== Task brief ==
Beginning with the line containing "Expected: for each instance of the winter" and ending with the last line of the records, set down every line exactly.

== Records for this exercise ==
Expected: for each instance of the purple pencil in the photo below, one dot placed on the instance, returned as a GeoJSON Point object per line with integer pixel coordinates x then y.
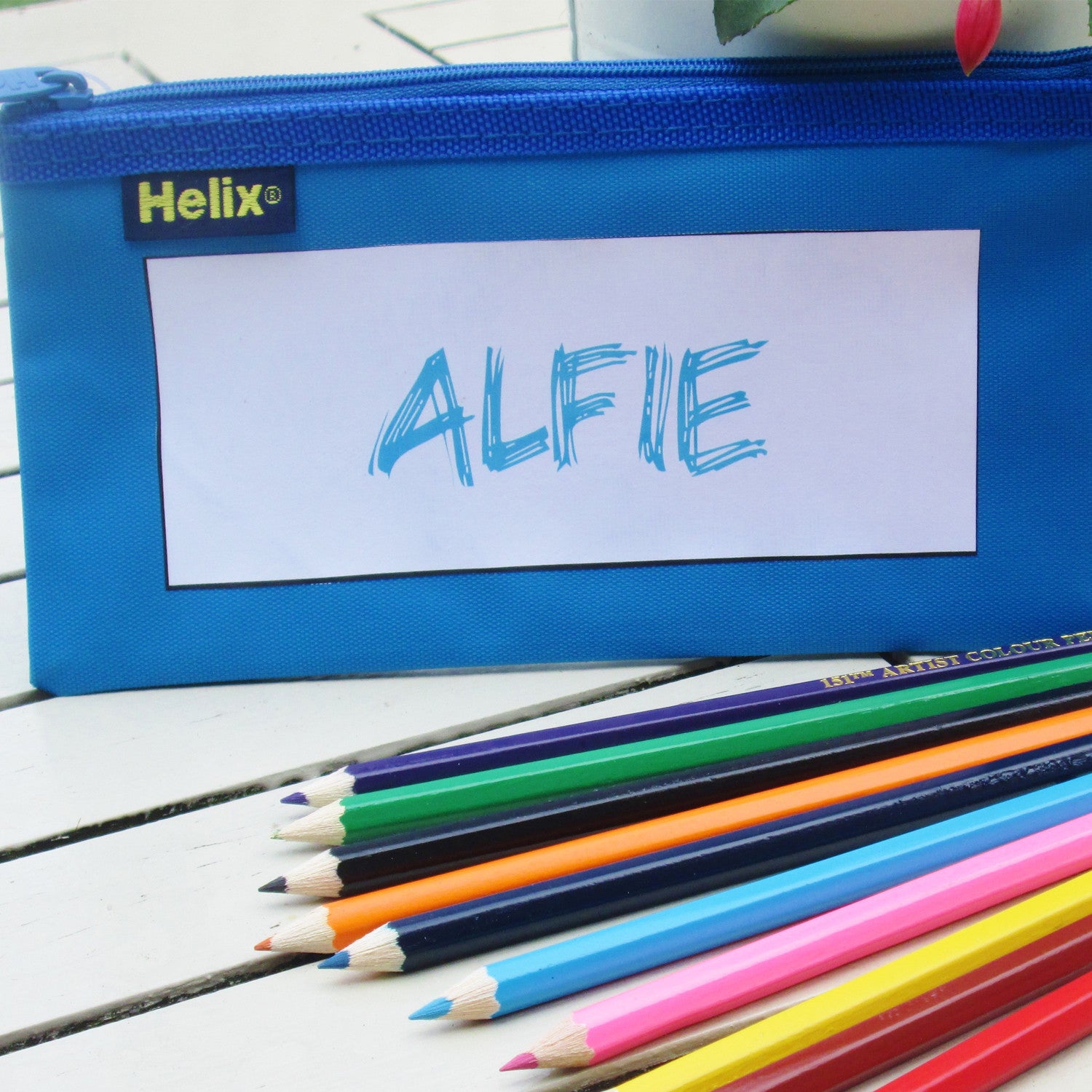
{"type": "Point", "coordinates": [631, 727]}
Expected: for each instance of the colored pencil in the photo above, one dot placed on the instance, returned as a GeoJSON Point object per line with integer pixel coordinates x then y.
{"type": "Point", "coordinates": [530, 746]}
{"type": "Point", "coordinates": [393, 810]}
{"type": "Point", "coordinates": [930, 1019]}
{"type": "Point", "coordinates": [340, 923]}
{"type": "Point", "coordinates": [397, 858]}
{"type": "Point", "coordinates": [698, 867]}
{"type": "Point", "coordinates": [674, 933]}
{"type": "Point", "coordinates": [877, 991]}
{"type": "Point", "coordinates": [810, 948]}
{"type": "Point", "coordinates": [1011, 1046]}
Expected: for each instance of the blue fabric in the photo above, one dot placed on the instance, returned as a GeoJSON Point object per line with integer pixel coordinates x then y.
{"type": "Point", "coordinates": [548, 109]}
{"type": "Point", "coordinates": [102, 618]}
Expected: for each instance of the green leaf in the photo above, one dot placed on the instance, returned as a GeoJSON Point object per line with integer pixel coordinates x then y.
{"type": "Point", "coordinates": [737, 17]}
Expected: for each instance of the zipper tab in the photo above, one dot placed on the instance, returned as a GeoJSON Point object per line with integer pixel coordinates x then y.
{"type": "Point", "coordinates": [24, 89]}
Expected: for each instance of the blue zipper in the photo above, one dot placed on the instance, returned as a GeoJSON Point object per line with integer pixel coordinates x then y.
{"type": "Point", "coordinates": [54, 128]}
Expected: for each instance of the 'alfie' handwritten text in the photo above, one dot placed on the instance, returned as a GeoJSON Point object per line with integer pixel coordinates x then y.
{"type": "Point", "coordinates": [435, 388]}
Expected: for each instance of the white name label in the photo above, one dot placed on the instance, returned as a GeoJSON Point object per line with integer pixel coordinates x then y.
{"type": "Point", "coordinates": [495, 405]}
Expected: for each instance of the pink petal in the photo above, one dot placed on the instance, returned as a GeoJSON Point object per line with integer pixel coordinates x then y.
{"type": "Point", "coordinates": [978, 24]}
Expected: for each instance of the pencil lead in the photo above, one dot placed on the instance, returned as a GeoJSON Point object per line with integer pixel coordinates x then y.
{"type": "Point", "coordinates": [435, 1010]}
{"type": "Point", "coordinates": [521, 1061]}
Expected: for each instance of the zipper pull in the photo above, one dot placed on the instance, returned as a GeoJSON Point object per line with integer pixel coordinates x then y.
{"type": "Point", "coordinates": [24, 89]}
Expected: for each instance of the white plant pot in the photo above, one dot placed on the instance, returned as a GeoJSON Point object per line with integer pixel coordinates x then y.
{"type": "Point", "coordinates": [618, 30]}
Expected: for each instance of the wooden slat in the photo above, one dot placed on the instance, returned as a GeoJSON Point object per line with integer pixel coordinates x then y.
{"type": "Point", "coordinates": [554, 45]}
{"type": "Point", "coordinates": [122, 753]}
{"type": "Point", "coordinates": [11, 528]}
{"type": "Point", "coordinates": [9, 445]}
{"type": "Point", "coordinates": [15, 659]}
{"type": "Point", "coordinates": [306, 1028]}
{"type": "Point", "coordinates": [435, 25]}
{"type": "Point", "coordinates": [119, 928]}
{"type": "Point", "coordinates": [127, 753]}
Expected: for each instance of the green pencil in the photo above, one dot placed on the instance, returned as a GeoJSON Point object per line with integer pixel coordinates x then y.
{"type": "Point", "coordinates": [371, 815]}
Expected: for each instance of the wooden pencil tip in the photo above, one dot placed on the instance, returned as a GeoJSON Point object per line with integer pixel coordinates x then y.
{"type": "Point", "coordinates": [521, 1061]}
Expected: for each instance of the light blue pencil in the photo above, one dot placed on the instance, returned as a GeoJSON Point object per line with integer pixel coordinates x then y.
{"type": "Point", "coordinates": [701, 924]}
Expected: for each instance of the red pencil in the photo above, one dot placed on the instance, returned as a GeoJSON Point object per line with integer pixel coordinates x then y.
{"type": "Point", "coordinates": [936, 1017]}
{"type": "Point", "coordinates": [1009, 1048]}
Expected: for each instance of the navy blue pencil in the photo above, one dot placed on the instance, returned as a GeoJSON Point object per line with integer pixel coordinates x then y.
{"type": "Point", "coordinates": [653, 879]}
{"type": "Point", "coordinates": [408, 855]}
{"type": "Point", "coordinates": [631, 727]}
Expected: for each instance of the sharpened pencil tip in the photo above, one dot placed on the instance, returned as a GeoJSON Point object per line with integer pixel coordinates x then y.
{"type": "Point", "coordinates": [521, 1061]}
{"type": "Point", "coordinates": [435, 1010]}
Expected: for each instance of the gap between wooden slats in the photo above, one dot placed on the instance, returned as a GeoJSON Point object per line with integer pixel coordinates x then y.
{"type": "Point", "coordinates": [303, 1026]}
{"type": "Point", "coordinates": [133, 751]}
{"type": "Point", "coordinates": [139, 911]}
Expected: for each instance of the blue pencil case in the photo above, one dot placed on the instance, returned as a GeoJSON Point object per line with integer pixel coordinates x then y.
{"type": "Point", "coordinates": [546, 364]}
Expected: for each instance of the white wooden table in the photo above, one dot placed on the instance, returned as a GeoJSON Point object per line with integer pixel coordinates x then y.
{"type": "Point", "coordinates": [135, 827]}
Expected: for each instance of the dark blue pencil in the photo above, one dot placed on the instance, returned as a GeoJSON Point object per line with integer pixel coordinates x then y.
{"type": "Point", "coordinates": [657, 878]}
{"type": "Point", "coordinates": [631, 727]}
{"type": "Point", "coordinates": [399, 858]}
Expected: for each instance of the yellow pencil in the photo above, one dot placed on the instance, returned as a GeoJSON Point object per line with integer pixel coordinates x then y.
{"type": "Point", "coordinates": [844, 1006]}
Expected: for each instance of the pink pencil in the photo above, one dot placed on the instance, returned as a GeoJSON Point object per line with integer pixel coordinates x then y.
{"type": "Point", "coordinates": [810, 948]}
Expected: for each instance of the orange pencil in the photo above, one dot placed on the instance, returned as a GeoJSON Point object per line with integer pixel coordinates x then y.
{"type": "Point", "coordinates": [338, 924]}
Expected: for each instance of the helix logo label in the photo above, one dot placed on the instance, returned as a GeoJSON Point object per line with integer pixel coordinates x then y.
{"type": "Point", "coordinates": [209, 203]}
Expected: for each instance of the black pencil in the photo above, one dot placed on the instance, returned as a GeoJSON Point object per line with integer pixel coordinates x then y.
{"type": "Point", "coordinates": [397, 858]}
{"type": "Point", "coordinates": [598, 893]}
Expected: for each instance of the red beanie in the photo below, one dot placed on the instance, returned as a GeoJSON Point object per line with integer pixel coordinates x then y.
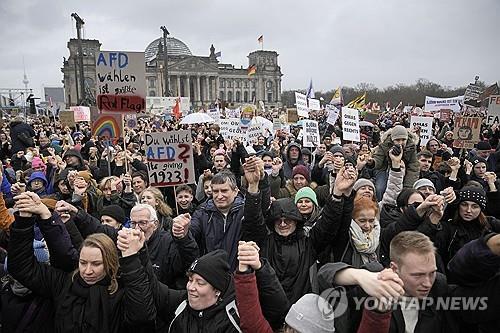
{"type": "Point", "coordinates": [301, 170]}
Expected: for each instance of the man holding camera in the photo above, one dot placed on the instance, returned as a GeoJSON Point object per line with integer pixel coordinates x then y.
{"type": "Point", "coordinates": [396, 140]}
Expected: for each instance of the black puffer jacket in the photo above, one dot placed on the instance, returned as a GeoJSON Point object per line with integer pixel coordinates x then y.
{"type": "Point", "coordinates": [80, 307]}
{"type": "Point", "coordinates": [291, 256]}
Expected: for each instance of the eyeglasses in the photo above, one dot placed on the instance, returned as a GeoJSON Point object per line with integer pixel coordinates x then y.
{"type": "Point", "coordinates": [141, 223]}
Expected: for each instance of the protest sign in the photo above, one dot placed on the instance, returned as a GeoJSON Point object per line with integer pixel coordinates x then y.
{"type": "Point", "coordinates": [121, 81]}
{"type": "Point", "coordinates": [247, 114]}
{"type": "Point", "coordinates": [81, 113]}
{"type": "Point", "coordinates": [311, 133]}
{"type": "Point", "coordinates": [301, 104]}
{"type": "Point", "coordinates": [230, 128]}
{"type": "Point", "coordinates": [292, 116]}
{"type": "Point", "coordinates": [350, 124]}
{"type": "Point", "coordinates": [425, 124]}
{"type": "Point", "coordinates": [314, 104]}
{"type": "Point", "coordinates": [434, 104]}
{"type": "Point", "coordinates": [493, 110]}
{"type": "Point", "coordinates": [169, 158]}
{"type": "Point", "coordinates": [472, 95]}
{"type": "Point", "coordinates": [67, 118]}
{"type": "Point", "coordinates": [445, 115]}
{"type": "Point", "coordinates": [164, 105]}
{"type": "Point", "coordinates": [108, 126]}
{"type": "Point", "coordinates": [466, 132]}
{"type": "Point", "coordinates": [333, 114]}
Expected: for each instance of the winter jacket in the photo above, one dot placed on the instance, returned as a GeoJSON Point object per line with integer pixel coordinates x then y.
{"type": "Point", "coordinates": [212, 230]}
{"type": "Point", "coordinates": [170, 256]}
{"type": "Point", "coordinates": [17, 131]}
{"type": "Point", "coordinates": [381, 157]}
{"type": "Point", "coordinates": [80, 307]}
{"type": "Point", "coordinates": [292, 256]}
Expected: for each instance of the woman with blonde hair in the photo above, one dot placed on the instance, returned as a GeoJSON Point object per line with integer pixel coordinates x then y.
{"type": "Point", "coordinates": [153, 197]}
{"type": "Point", "coordinates": [93, 298]}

== Exercise result ==
Expected: for each instance of the winter jacket in the photo above, one dot placed on the instance, returned as a GeoJSON Point object per line with integer pixel coordinates x then y.
{"type": "Point", "coordinates": [212, 230]}
{"type": "Point", "coordinates": [170, 256]}
{"type": "Point", "coordinates": [17, 131]}
{"type": "Point", "coordinates": [381, 157]}
{"type": "Point", "coordinates": [80, 307]}
{"type": "Point", "coordinates": [292, 256]}
Expected: for each instance of the woman with blonde hair in the photo above, one dot placed on the instance, returned as a GeoJSON Point object per line with integer pixel coordinates x then y.
{"type": "Point", "coordinates": [153, 197]}
{"type": "Point", "coordinates": [93, 298]}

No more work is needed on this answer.